▶ [Objective]: List every line in the data below that contains the word "ribbon".

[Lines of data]

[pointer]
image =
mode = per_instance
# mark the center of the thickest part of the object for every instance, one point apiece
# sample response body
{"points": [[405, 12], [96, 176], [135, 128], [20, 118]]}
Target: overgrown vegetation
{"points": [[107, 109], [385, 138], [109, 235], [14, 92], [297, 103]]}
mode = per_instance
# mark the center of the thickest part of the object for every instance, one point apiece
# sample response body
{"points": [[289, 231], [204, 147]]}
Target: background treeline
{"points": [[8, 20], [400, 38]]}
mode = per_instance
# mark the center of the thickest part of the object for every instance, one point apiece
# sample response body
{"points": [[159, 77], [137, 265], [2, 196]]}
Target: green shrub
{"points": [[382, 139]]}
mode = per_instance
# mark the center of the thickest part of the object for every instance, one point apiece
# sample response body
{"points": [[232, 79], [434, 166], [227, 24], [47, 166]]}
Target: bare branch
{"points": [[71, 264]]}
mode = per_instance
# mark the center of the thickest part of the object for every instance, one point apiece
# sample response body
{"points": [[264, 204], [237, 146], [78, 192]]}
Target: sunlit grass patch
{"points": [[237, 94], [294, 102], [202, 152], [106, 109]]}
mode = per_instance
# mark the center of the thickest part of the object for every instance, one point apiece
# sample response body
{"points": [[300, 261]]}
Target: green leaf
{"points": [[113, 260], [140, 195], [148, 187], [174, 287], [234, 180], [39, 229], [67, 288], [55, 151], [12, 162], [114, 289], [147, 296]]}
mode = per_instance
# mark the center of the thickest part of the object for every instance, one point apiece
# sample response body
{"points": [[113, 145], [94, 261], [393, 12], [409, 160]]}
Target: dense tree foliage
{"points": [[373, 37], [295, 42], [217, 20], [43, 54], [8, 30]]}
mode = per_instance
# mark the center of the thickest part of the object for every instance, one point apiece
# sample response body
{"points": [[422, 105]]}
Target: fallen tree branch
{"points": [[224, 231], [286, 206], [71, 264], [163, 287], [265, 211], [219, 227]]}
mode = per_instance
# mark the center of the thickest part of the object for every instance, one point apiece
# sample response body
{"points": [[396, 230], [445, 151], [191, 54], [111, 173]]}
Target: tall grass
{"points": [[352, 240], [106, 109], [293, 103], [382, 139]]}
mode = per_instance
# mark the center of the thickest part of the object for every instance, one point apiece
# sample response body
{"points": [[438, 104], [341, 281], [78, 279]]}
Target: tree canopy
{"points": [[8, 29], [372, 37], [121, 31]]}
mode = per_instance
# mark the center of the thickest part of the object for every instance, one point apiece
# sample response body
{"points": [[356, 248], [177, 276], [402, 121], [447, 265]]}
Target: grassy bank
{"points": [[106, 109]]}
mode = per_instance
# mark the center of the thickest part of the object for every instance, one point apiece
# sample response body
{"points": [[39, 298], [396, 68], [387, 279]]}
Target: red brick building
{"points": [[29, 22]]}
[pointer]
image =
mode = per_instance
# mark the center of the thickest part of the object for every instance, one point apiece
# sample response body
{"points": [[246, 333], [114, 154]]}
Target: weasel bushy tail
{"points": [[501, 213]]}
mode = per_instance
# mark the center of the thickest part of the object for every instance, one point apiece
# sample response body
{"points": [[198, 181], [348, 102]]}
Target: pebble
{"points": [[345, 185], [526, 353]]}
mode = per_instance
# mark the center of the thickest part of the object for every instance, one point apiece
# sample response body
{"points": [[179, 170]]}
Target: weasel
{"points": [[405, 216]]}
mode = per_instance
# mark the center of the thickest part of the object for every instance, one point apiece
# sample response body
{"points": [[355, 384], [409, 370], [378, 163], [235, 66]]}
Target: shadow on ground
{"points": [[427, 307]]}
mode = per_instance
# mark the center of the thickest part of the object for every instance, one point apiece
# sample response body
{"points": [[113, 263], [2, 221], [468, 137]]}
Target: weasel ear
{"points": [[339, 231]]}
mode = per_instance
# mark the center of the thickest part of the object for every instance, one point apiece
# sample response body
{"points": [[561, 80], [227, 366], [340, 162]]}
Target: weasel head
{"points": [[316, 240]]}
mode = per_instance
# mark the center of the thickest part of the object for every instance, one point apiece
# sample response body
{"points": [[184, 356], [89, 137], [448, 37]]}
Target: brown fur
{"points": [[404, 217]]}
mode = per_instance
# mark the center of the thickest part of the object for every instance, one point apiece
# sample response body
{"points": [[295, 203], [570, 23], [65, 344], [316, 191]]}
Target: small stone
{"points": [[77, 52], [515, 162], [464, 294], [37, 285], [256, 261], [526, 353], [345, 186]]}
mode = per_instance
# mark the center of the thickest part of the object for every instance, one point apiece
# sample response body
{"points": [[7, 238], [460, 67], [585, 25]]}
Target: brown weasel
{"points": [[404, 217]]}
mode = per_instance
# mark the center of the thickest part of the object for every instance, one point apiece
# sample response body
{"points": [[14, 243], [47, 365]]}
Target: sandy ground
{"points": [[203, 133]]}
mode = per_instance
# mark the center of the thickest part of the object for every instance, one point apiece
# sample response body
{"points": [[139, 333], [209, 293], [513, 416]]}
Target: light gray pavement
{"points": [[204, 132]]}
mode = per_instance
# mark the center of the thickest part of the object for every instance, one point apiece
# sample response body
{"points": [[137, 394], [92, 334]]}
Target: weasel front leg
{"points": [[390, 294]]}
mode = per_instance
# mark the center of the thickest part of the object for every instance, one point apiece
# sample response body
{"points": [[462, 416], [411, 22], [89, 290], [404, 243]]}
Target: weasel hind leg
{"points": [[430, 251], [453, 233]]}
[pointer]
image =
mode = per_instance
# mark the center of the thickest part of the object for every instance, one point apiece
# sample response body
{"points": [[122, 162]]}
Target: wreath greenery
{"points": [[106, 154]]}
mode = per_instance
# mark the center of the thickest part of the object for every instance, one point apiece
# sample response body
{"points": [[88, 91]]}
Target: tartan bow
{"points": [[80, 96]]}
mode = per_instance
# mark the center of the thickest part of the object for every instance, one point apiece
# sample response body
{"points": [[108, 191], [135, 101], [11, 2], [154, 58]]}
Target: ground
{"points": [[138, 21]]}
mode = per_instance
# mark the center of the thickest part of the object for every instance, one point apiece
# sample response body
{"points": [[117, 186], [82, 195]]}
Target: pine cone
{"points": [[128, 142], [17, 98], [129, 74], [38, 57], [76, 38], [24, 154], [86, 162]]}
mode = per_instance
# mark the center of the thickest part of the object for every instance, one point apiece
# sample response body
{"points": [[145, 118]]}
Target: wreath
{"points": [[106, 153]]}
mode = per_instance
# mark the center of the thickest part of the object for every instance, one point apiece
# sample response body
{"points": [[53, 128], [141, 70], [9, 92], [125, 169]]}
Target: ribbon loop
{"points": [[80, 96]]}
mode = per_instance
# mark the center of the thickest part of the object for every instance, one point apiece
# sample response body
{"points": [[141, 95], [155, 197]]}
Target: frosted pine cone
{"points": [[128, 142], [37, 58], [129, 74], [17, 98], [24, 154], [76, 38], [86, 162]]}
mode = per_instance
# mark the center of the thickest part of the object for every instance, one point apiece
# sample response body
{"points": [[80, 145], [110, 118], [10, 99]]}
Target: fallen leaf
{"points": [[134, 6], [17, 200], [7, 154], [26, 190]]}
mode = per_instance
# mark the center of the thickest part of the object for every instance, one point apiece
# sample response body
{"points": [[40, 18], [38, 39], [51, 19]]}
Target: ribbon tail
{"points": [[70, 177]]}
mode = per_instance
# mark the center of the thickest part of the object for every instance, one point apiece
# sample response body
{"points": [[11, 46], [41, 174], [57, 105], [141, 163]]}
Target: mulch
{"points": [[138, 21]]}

▶ [Solution to the problem]:
Target: ribbon loop
Target: ribbon tail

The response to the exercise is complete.